## STATED PROBLEM
Copy every line of the data exactly, leaving nothing out.
========================
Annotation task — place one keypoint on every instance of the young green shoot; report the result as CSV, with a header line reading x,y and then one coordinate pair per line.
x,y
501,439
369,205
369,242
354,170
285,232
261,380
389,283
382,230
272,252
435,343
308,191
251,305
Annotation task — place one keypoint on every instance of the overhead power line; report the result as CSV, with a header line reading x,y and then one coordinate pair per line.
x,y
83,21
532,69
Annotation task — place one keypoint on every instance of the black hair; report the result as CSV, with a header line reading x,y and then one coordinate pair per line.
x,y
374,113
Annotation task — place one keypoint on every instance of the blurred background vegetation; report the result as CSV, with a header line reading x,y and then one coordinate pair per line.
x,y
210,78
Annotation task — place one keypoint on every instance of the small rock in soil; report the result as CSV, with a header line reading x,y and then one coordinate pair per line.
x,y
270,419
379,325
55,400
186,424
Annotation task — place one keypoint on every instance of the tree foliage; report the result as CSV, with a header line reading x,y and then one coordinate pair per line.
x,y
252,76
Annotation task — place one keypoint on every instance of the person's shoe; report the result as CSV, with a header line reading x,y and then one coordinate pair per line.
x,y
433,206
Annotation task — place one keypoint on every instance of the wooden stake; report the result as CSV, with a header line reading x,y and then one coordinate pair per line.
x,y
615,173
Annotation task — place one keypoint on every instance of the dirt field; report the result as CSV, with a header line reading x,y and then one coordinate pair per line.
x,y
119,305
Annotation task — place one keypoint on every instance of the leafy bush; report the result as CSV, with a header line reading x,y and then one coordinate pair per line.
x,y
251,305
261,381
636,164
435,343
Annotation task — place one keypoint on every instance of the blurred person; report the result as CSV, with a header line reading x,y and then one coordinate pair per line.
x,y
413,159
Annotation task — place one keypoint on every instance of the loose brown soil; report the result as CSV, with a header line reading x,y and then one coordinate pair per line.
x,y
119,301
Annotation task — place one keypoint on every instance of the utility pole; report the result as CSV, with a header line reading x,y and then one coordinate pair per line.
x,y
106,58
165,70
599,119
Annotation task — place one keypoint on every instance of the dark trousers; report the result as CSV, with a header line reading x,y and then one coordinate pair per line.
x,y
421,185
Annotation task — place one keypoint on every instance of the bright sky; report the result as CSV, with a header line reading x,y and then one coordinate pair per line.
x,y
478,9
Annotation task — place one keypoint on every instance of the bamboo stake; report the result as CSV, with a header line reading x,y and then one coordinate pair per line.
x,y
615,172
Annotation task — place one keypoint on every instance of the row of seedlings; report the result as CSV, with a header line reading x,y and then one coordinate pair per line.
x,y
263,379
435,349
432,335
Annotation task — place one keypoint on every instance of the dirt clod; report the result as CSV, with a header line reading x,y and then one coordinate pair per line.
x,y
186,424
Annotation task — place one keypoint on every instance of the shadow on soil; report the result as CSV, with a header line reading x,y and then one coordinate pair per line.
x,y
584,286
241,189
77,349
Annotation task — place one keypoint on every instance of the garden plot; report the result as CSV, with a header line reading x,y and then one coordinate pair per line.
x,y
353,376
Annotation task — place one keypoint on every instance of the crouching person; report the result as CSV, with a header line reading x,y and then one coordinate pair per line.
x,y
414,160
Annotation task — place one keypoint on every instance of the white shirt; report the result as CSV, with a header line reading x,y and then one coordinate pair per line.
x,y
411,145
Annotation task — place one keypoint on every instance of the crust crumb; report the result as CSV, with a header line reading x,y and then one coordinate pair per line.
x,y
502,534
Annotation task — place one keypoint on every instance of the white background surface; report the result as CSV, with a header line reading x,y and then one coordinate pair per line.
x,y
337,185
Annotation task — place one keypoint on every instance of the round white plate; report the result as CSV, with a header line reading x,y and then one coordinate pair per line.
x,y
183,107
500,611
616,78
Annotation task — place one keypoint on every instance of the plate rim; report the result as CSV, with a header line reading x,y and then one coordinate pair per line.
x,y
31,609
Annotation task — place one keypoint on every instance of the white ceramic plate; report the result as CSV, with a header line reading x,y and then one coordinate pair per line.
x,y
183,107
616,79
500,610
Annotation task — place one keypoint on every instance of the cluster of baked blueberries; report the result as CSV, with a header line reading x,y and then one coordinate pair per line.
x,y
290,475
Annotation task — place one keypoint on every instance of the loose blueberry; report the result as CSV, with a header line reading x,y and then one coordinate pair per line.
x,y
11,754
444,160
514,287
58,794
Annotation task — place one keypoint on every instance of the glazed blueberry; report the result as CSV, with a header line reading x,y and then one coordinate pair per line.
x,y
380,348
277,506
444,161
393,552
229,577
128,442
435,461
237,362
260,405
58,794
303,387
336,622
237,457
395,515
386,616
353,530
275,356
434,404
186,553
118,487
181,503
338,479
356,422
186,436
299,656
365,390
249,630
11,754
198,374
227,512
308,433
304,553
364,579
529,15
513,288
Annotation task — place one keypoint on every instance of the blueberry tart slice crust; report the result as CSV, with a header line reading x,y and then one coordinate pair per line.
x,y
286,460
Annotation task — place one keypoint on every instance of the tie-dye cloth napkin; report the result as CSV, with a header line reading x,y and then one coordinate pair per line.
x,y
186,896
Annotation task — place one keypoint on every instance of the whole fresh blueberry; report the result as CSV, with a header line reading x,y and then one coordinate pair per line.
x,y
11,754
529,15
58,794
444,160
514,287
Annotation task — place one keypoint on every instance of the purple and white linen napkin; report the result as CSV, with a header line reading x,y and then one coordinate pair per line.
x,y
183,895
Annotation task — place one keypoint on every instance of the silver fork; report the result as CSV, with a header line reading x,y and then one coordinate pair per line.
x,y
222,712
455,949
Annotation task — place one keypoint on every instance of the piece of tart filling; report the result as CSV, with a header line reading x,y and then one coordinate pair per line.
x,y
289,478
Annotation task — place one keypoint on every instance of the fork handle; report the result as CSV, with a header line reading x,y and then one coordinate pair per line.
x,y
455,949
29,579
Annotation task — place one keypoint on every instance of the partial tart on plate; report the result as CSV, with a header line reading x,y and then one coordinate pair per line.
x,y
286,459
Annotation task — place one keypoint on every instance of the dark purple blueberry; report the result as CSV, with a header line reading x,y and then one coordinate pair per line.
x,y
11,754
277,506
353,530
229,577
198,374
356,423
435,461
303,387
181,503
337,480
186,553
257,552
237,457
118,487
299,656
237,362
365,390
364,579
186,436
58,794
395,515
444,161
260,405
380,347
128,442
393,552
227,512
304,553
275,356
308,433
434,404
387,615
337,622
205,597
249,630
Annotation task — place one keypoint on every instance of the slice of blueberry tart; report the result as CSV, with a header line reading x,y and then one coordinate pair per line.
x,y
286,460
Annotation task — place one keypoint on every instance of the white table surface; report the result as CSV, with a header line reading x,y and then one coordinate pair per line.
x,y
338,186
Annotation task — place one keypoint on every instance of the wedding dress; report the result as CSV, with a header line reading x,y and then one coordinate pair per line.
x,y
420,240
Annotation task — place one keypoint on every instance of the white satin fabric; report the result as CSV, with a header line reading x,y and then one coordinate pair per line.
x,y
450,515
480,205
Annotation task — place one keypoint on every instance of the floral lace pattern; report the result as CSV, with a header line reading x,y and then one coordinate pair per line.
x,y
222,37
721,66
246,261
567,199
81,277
========================
## EXERCISE OUTPUT
Annotation task — place one keypoint on every instance of the young green shoot; report the result as CSV, with a header line reading x,y and then one coordinate pair per line.
x,y
501,439
369,205
369,242
354,170
285,232
261,380
389,283
382,230
272,252
435,343
308,191
251,305
Annotation task — place one keypoint on every instance of the overhead power line; report the result as CSV, with a header line reading x,y and then one coordinate pair per line.
x,y
83,21
532,69
Annotation task — place one keypoint on every instance of the black hair; report the result as CSV, with a header line reading x,y and then one coordinate pair per line.
x,y
374,113
Annotation task — place one keypoint on every instance of the blurred background vegetation; report the result as CSV, with a header line reading x,y and then one coordinate pair per line.
x,y
210,78
Annotation task — place one keypoint on every instance of the small rock in soil; report the result as CSV, with a header line reading x,y and then one coordinate pair per line.
x,y
270,419
379,325
55,400
186,424
Annotation task — place one keypoint on every instance of the tree foliage; report the result as CSV, with a header line reading x,y and then one coordinate pair per line.
x,y
252,76
Annotation task — place one keypoint on every instance of the person's shoe; report the result as CSV, with a header line reading x,y and then one coordinate pair per line.
x,y
433,206
Annotation task — place one keypoint on every instance of the wooden stake; report the result as CSV, with a header line reading x,y and then one coordinate pair per line.
x,y
615,173
Annotation task — place one keypoint on every instance of the dirt field; report the result as CSV, with a header line reading x,y and then one coordinate pair per line.
x,y
119,305
Annotation task — place one keypoint on every instance of the leafy bush; report the result as CSV, with a header line reading x,y and then one coordinate pair per line.
x,y
251,305
261,381
636,164
435,343
Annotation task — place one keypoint on every instance of the blurred person; report the result as CSV, with a header line reading x,y and then one coordinate pair per line.
x,y
413,159
Annotation task — place one keypoint on every instance of the loose brown soil; report the result as CSV, with a header line reading x,y and then one coordinate pair per line.
x,y
119,301
Annotation task — place one keypoint on every instance of the utility pole; report the result as CSV, with a header line reading x,y and then one coordinate pair per line.
x,y
106,58
165,70
599,119
Annotation task — place one keypoint on every instance of the dark trousers; report the result as CSV, with a header line reading x,y and then one coordinate pair per line.
x,y
421,185
Annotation task — place one keypoint on every instance of the bright sky; report the result as CSV, with a header line reading x,y and then one coordinate pair per line.
x,y
478,9
Annotation task — place one keypoint on every instance of the bamboo stake; report the result as CSV, with a header line reading x,y and then one coordinate pair per line.
x,y
615,172
Annotation task — place one keypoint on every instance of the row of seedlings; report the result as CSV, with a header line reading x,y and then one coordinate pair per line.
x,y
263,379
435,349
432,335
Annotation task — place one keypoint on every instance of the dirt clod; report the result as CSV, with a header line reading x,y and then one coordinate pair per line.
x,y
186,424
Annotation task — place one keypoint on every instance of the shadow on soil; report the result as CSV, with a header line reading x,y and then one coordinate pair per line.
x,y
584,286
241,189
77,349
Annotation task — place one keypoint on every instance of the garden plot; report the result as CSV, with a header line reading x,y and then one coordinate pair per line.
x,y
353,376
Annotation task — place one keypoint on every instance of the crouching person; report the result as CSV, with a header line reading x,y and then one coordinate pair per line.
x,y
414,160
Annotation task — place one keypoint on every instance of the white shirt; report the result as CSV, with a header line reading x,y and then one coordinate pair per line.
x,y
411,145
Annotation task — place one keypoint on every instance of the crust crumb; report the result as CSV, with a header line reading x,y and then one coordinate pair per line.
x,y
502,534
Annotation task — place one keypoint on every instance of the white background surface; report the result as CSV, with a header line reading x,y and then one coordinate pair per line.
x,y
337,185
Annotation task — place one keypoint on every instance of the round white plate; report the result as CSV, with a header line reading x,y and then one coordinate pair per line.
x,y
183,107
500,611
616,78
Annotation task — place one keypoint on every instance of the plate rim; report the result as CSV, with a header line reading x,y and then one coordinate pair per line.
x,y
31,609
Annotation task — place one keypoint on every instance of the white ceramic plate; report the result as CSV, with a header line reading x,y and then one coordinate pair per line.
x,y
183,107
616,79
500,610
Annotation task — place one keypoint on every instance of the cluster of baked blueberries; report the result as CSV, with a header line reading x,y and then one coordinate pair per line.
x,y
290,475
Annotation task — place one keypoint on every instance of the loose blueberry; report the result as CSV, with a header line reading x,y and then one coordinate pair per line.
x,y
11,754
444,160
514,287
58,794
Annotation task — place one keypoint on every instance of the glazed blueberry; report the result as CSV, with a header line reading x,y and then one coordinate pair per line.
x,y
380,348
277,506
444,161
393,552
229,577
128,442
435,461
237,362
260,405
58,794
303,387
336,622
237,457
395,515
386,616
353,530
275,356
434,404
186,553
118,487
181,503
338,479
356,422
186,436
299,656
365,390
249,630
11,754
198,374
227,512
308,433
304,553
364,579
529,15
513,288
Annotation task — place one keypoint on every instance of the blueberry tart slice crust; report the result as CSV, with a header line reading x,y and then one coordinate pair per line.
x,y
286,460
Annotation task — place one keypoint on every instance of the tie-dye cloth napkin; report the result as CSV, with a header line reading x,y and then one coordinate pair per line.
x,y
186,896
Annotation task — place one keypoint on every instance of the whole fresh blueberry; report the result as CSV, with a header line reading x,y and then one coordinate pair per line.
x,y
11,754
529,15
58,794
444,160
514,287
Annotation task — place one keypoint on every instance of the purple and white linen napkin; report the result as CSV, with a header line reading x,y and then one coordinate pair per line.
x,y
183,895
Annotation task — place one keypoint on every instance of the silver fork; report the result as CSV, with a header line reading x,y and then one coordinate pair per line.
x,y
222,712
455,949
Annotation task — place one keypoint on every instance of the piece of tart filling; report the result as CSV, with a header line reading x,y and then one coordinate pair per line.
x,y
289,478
Annotation task — place one keypoint on every instance of the fork handle; report the result as CSV, with a header line reading x,y and then one coordinate pair per line.
x,y
455,949
29,579
Annotation task — place one keypoint on every instance of the partial tart on plate; report the result as CSV, with a header line reading x,y and then one coordinate pair per line.
x,y
286,459
Annotation task — place one keypoint on every instance of the dark purple blueberry; report the result as CSV, with a header line reading x,y and then one coordinate pair per line.
x,y
11,754
277,506
353,530
229,577
198,374
356,423
435,461
303,387
181,503
337,480
186,553
257,552
237,457
118,487
299,656
237,362
365,390
364,579
186,436
58,794
395,515
444,161
260,405
380,347
128,442
393,552
227,512
304,553
275,356
308,433
434,404
387,615
337,622
205,597
249,630
Annotation task — place one keypoint on every instance of the slice of blueberry tart; report the result as CSV, with a header line reading x,y and then one coordinate pair per line.
x,y
286,460
Annotation task — place one keypoint on every instance of the white table surface; report the result as CSV, with a header line reading x,y and then one coordinate pair per line.
x,y
338,186
Annotation task — place one keypoint on every instance of the wedding dress; report the result as CSV, with a header line reading x,y and then one coordinate pair per line.
x,y
420,240
Annotation task — place one keypoint on every instance of the white satin fabric; report the result as CSV, with a header line reading x,y and then one coordinate pair per line.
x,y
450,515
480,205
Annotation task — place one keypoint on every instance of the floral lace pattern; report the result as CSV, with a header line reading x,y and then one coordinate pair per line.
x,y
222,37
721,66
246,261
567,199
81,277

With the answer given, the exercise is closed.